Top of Record extracts

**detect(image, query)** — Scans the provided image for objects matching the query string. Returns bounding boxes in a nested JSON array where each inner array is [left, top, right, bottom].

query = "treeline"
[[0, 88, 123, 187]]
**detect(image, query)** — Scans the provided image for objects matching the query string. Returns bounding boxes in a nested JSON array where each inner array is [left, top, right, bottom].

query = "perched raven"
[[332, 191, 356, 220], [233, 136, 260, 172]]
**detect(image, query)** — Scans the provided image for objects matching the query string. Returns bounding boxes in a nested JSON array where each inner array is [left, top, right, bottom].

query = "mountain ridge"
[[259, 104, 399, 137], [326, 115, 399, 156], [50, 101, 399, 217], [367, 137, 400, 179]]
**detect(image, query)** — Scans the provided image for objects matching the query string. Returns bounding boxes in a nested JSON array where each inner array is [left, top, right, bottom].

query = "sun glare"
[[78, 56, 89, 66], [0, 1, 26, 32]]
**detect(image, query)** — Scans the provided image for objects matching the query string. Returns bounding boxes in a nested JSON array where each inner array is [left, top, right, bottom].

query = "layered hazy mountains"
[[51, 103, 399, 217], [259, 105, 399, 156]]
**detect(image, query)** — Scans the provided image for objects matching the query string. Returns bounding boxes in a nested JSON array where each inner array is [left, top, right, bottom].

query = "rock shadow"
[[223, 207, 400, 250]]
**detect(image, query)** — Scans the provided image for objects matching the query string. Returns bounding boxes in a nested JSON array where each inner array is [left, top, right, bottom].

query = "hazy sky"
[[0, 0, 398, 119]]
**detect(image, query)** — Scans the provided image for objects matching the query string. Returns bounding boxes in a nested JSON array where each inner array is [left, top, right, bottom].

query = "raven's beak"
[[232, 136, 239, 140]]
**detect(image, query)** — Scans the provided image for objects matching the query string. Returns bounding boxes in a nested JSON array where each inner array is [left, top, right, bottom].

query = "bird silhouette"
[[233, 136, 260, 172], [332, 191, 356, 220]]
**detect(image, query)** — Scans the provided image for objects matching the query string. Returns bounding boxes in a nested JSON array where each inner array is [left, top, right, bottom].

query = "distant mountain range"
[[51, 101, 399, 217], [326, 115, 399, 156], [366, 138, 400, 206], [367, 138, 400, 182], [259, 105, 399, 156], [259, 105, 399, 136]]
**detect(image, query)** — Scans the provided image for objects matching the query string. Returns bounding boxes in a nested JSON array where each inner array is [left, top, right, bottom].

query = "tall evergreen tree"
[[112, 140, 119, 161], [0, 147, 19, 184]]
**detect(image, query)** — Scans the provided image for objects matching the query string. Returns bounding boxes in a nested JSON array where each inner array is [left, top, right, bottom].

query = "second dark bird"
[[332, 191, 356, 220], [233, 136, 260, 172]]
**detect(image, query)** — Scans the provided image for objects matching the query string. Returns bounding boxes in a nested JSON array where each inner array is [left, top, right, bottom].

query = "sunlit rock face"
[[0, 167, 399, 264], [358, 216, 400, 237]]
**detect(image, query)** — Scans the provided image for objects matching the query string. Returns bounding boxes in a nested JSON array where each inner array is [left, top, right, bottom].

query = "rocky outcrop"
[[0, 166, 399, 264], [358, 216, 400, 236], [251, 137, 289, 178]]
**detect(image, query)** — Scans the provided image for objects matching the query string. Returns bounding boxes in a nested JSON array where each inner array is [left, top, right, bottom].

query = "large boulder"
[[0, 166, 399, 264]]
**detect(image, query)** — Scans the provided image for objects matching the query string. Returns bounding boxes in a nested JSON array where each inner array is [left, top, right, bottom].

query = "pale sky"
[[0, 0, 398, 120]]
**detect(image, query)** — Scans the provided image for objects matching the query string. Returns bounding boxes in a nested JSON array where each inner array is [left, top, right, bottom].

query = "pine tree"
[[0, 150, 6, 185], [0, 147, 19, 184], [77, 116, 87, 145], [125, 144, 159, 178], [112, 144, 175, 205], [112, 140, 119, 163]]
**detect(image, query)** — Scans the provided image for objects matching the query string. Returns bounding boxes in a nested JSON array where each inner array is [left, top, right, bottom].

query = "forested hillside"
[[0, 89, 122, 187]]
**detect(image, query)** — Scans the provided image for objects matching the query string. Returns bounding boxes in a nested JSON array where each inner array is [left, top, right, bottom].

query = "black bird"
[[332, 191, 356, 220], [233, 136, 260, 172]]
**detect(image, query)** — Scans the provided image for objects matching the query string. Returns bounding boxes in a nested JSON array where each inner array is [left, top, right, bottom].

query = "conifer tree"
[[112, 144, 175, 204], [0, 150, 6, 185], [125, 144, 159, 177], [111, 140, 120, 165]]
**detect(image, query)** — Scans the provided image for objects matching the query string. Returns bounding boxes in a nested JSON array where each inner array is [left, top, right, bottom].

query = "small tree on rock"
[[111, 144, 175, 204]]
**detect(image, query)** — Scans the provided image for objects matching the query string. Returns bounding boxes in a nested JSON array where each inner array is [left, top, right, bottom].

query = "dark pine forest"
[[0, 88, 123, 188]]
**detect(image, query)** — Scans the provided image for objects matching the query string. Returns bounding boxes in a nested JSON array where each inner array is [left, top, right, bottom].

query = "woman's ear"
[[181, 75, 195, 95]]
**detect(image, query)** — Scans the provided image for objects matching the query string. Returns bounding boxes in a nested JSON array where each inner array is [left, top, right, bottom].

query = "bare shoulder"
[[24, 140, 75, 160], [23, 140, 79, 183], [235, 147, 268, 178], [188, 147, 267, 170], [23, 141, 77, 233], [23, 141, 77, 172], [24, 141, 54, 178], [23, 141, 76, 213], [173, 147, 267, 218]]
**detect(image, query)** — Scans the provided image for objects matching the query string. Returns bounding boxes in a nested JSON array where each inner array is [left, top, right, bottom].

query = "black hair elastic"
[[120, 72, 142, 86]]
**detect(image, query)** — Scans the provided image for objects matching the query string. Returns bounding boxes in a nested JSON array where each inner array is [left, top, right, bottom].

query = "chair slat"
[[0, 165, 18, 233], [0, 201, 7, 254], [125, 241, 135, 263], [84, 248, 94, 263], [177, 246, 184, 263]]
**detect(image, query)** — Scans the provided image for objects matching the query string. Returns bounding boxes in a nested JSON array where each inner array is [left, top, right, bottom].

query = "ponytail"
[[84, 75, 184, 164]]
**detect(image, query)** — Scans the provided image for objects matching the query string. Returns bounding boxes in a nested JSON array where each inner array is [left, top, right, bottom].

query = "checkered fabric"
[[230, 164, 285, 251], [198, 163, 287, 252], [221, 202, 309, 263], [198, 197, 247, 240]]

Bottom of Record extracts

▸ Aim of the task: The answer should reproduce all of the data without any alteration.

▸ Answer area:
**detect(image, query)** — Scans the provided image for objects matching the query string. Returns bounding boxes in a nested JSON array where each inner array is [left, top, right, bottom].

query = "treeline"
[[0, 88, 123, 187]]
**detect(image, query)** — Scans the provided image for objects matching the query string. Returns bounding boxes in a nested JSON array where each inner array is [left, top, right, bottom].

query = "perched raven"
[[332, 191, 356, 220], [233, 136, 260, 172]]
**detect(image, query)** — Scans the provided image for objects matching the query string. Returns bounding boxes in a nested JSON array where each inner array is [left, top, right, bottom].

query = "mountain ridge"
[[259, 104, 399, 137], [326, 115, 399, 156], [50, 101, 399, 217], [367, 137, 400, 179]]
**detect(image, query)** — Scans the provided image for objects matching the query string. Returns bounding boxes in a nested JSON array where each inner array is [left, top, right, bottom].

query = "sun glare"
[[78, 56, 89, 66], [0, 1, 26, 32]]
**detect(image, query)** — Scans the provided image for objects matching the query string. Returns bounding boxes in a nested JSON array where each inner array is [left, top, right, bottom].

query = "layered hazy mountains"
[[51, 103, 399, 217], [259, 105, 399, 156]]
**detect(image, query)** — Scans the provided image for objects matching the query string. Returns bounding boxes in a nested JSON array where each inner array is [left, top, right, bottom].

query = "rock shadow"
[[223, 207, 400, 250]]
**detect(image, query)** — Scans the provided image for objects matching the query string. Returns bounding boxes in a nested JSON array where each inner array is [left, top, right, bottom].

query = "hazy sky"
[[0, 0, 398, 119]]
**detect(image, query)** — Scans the provided image for objects matching the query string. Returns bounding boxes in a nested JSON array where each inner array is [left, top, right, bottom].

query = "raven's beak"
[[232, 136, 239, 140]]
**detect(image, query)** — Scans the provided image for objects matching the query string. Returns bounding boxes in a nested JSON array where each inner array is [left, top, right, bottom].

query = "bird silhouette"
[[233, 136, 260, 172], [332, 191, 356, 220]]
**detect(image, query)** — Scans the provided image for objects matching the query string. Returns bounding boxes in a nested JSON array where each inner array is [left, top, right, bottom].

query = "distant mountain range"
[[51, 101, 399, 217], [326, 115, 399, 156], [366, 138, 400, 206], [367, 138, 400, 182], [259, 105, 399, 156], [259, 105, 399, 136]]
**detect(image, query)** — Scans the provided image for objects matching the query string. Returns bounding boxes in a nested JSON array where each inner array is [left, top, right, bottom].

query = "tall evergreen tree"
[[112, 140, 119, 161], [0, 147, 19, 184]]
**detect(image, query)** — Scans the provided image for objects matching the query string. Returns bounding boxes in a nested JSON array where each inner array is [left, top, right, bottom].

query = "second dark bird"
[[332, 191, 356, 220], [233, 136, 260, 172]]
**detect(image, query)** — Scans the provided image for objects matching the query string. Returns bounding boxes in a nested JSON array where each inner array is [left, top, right, bottom].

query = "sunlit rock face"
[[0, 167, 399, 264], [358, 216, 400, 237]]
**detect(image, query)** — Scans the provided image for objects matching the query string. Returns bounding boxes in a nested JSON array where each inner array is [left, top, right, bottom].

query = "rocky outcrop"
[[0, 166, 399, 264], [358, 216, 400, 236], [251, 137, 289, 178]]
**detect(image, query)** — Scans the provided image for objects matching the query string. Returns bounding boxes in a nested JSON array where each inner array is [left, top, right, bottom].

query = "large boulder"
[[0, 166, 399, 264]]
**detect(image, query)** — Scans the provided image for objects matching the query string. Returns bounding boxes in a nested JSON array where each inner array is [left, top, right, bottom].

query = "pale sky"
[[0, 0, 398, 120]]
**detect(image, query)** — Scans the provided image for objects matching the query string. Returns bounding boxes in a nested JSON array where each inner array is [left, top, right, bottom].

query = "pine tree"
[[0, 150, 6, 185], [0, 147, 19, 184], [77, 116, 87, 145], [125, 144, 159, 178], [112, 144, 175, 205], [112, 140, 119, 163]]
**detect(image, query)** — Scans the provided image for objects matching the query string. Returns bounding boxes in a nested JSON array where each inner array is [left, top, right, bottom].

query = "forested hillside"
[[0, 89, 122, 187]]
**detect(image, query)** — Scans the provided image for objects matching the query string. Returns bounding boxes in a nested JSON array where each inner array is [left, top, right, bottom].

query = "black bird"
[[332, 191, 356, 220], [233, 136, 260, 172]]
**detect(image, query)** — Scans the provided image for objects matching the query string. Returns bounding boxes in a nested JSON array where each inner array is [left, top, right, bottom].

query = "conifer tree"
[[112, 144, 175, 204], [0, 150, 6, 185], [125, 144, 159, 177], [111, 140, 120, 165]]
**detect(image, query)** — Scans the provided image for objects matching the query string. Returns bounding boxes in a nested JSON array where each inner array is [left, top, right, bottom].

query = "small tree on rock"
[[111, 144, 175, 204]]
**detect(image, query)** — Scans the provided image for objects matching the query string. Returns bounding boxes in a nested JSON array where each inner array is [left, top, right, bottom].

query = "dark pine forest"
[[0, 88, 123, 188]]
**detect(image, query)** — Scans the provided image for objects matching the query string. Returns bounding boxes in a nested JSON array where each inner array is [left, top, right, bottom].

query = "woman's ear"
[[181, 75, 195, 95]]
**detect(image, query)** — Scans the provided image for objects matching the query string. Returns bounding boxes in a nested JSON array where each inner array is [left, top, right, bottom].

query = "bare shoulder"
[[24, 140, 75, 160], [23, 140, 79, 183], [235, 147, 268, 178], [188, 147, 267, 170], [23, 141, 77, 233], [23, 141, 77, 172], [24, 141, 54, 178], [23, 141, 76, 213], [173, 147, 267, 218]]
**detect(image, query)** — Scans the provided image for objects matching the query string. Returns bounding boxes in a nested JSON array where each inner array is [left, top, right, bottom].

query = "black hair elastic"
[[120, 72, 142, 86]]
**detect(image, query)** — Scans the provided image for objects matching the query string. Returns bounding boxes in a nested JSON array where each inner array is [left, top, right, bottom].

query = "chair slat"
[[0, 165, 18, 233], [0, 201, 7, 254], [125, 241, 135, 263], [84, 248, 94, 263], [177, 246, 184, 263]]
**detect(image, query)** — Scans the provided image for objects matching the query string. Returns bounding boxes in a nested JSON array where each inner array is [left, top, right, bottom].

query = "ponytail"
[[84, 75, 184, 164]]
**detect(image, query)** — Scans the provided image for objects matching the query string. Returns bounding boxes in a nested JSON array where each inner array is [left, top, right, bottom].

query = "checkered fabric"
[[230, 164, 285, 251], [198, 163, 287, 252], [221, 202, 309, 263], [198, 197, 247, 240]]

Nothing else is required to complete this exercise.